## Requisitos
Transcreva a listagem completa que segue, linha por linha e sem alterações, deixando as imagens fora da resposta.

***** Dados para processamento

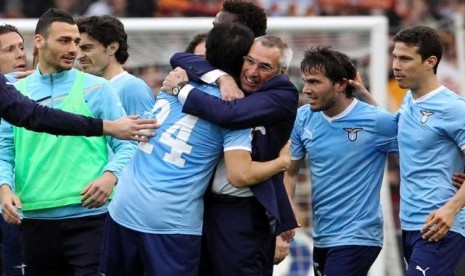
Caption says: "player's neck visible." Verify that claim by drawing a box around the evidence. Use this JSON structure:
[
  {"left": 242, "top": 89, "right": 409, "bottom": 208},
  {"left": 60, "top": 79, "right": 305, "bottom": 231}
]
[
  {"left": 410, "top": 77, "right": 441, "bottom": 99},
  {"left": 102, "top": 62, "right": 124, "bottom": 80},
  {"left": 323, "top": 95, "right": 354, "bottom": 118}
]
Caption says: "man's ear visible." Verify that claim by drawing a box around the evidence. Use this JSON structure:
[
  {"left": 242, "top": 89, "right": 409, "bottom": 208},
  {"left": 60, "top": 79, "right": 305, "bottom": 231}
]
[
  {"left": 335, "top": 79, "right": 349, "bottom": 93},
  {"left": 107, "top": 42, "right": 119, "bottom": 56}
]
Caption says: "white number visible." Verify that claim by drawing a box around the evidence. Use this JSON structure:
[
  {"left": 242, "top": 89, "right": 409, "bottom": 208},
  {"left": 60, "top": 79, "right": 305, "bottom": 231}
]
[{"left": 153, "top": 99, "right": 199, "bottom": 167}]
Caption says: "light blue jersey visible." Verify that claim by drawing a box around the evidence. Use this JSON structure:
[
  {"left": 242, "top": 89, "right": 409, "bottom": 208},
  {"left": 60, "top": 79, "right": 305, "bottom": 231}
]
[
  {"left": 291, "top": 99, "right": 397, "bottom": 248},
  {"left": 398, "top": 86, "right": 465, "bottom": 235},
  {"left": 109, "top": 81, "right": 251, "bottom": 235},
  {"left": 110, "top": 71, "right": 155, "bottom": 115}
]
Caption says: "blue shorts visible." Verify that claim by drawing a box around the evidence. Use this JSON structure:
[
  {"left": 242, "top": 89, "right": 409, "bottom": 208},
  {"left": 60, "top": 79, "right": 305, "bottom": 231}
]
[
  {"left": 21, "top": 213, "right": 107, "bottom": 276},
  {"left": 100, "top": 216, "right": 202, "bottom": 276},
  {"left": 402, "top": 231, "right": 465, "bottom": 276},
  {"left": 0, "top": 217, "right": 22, "bottom": 275},
  {"left": 313, "top": 245, "right": 381, "bottom": 276}
]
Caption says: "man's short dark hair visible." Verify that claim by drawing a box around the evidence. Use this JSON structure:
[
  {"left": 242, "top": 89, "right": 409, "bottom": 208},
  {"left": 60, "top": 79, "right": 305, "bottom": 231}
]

**********

## Resolução
Caption says: "player's neck visible." Verify that claim by drawing a box around the evidence. Use this JSON structure:
[
  {"left": 242, "top": 89, "right": 409, "bottom": 208},
  {"left": 60, "top": 79, "right": 305, "bottom": 231}
]
[
  {"left": 410, "top": 77, "right": 441, "bottom": 99},
  {"left": 102, "top": 62, "right": 124, "bottom": 80},
  {"left": 323, "top": 95, "right": 354, "bottom": 118}
]
Caption says: "man's ear visible." Verify that claim by drawing a box around the evidence. Use this JSON structure:
[
  {"left": 242, "top": 89, "right": 409, "bottom": 208},
  {"left": 60, "top": 79, "right": 305, "bottom": 231}
]
[
  {"left": 335, "top": 79, "right": 349, "bottom": 93},
  {"left": 107, "top": 42, "right": 119, "bottom": 56}
]
Caption says: "white number visible." Verify that claim by drawing a box around the evidence. Use this JSON structure:
[
  {"left": 242, "top": 89, "right": 409, "bottom": 208},
  {"left": 60, "top": 79, "right": 305, "bottom": 231}
]
[{"left": 153, "top": 99, "right": 199, "bottom": 167}]
Caption says: "light blue jersey visible." Verify that claim by drawing a box around the evidence. Use this JSON structure:
[
  {"left": 242, "top": 89, "right": 409, "bottom": 208},
  {"left": 60, "top": 79, "right": 305, "bottom": 231}
]
[
  {"left": 291, "top": 99, "right": 397, "bottom": 248},
  {"left": 398, "top": 86, "right": 465, "bottom": 235},
  {"left": 109, "top": 81, "right": 251, "bottom": 235},
  {"left": 110, "top": 71, "right": 155, "bottom": 115}
]
Caption says: "blue shorts visible." Verify that claim by drawing a box around the evidence. Use this JSON structure:
[
  {"left": 242, "top": 89, "right": 409, "bottom": 208},
  {"left": 60, "top": 79, "right": 305, "bottom": 231}
]
[
  {"left": 21, "top": 213, "right": 107, "bottom": 276},
  {"left": 100, "top": 216, "right": 202, "bottom": 276},
  {"left": 402, "top": 231, "right": 465, "bottom": 276},
  {"left": 0, "top": 217, "right": 22, "bottom": 275},
  {"left": 313, "top": 245, "right": 381, "bottom": 276}
]
Caption says: "man's short dark hair visible." Verify that claim by drawing a box around the evidence. Use this JSON structure:
[
  {"left": 242, "top": 89, "right": 409, "bottom": 208},
  {"left": 60, "top": 79, "right": 305, "bottom": 231}
]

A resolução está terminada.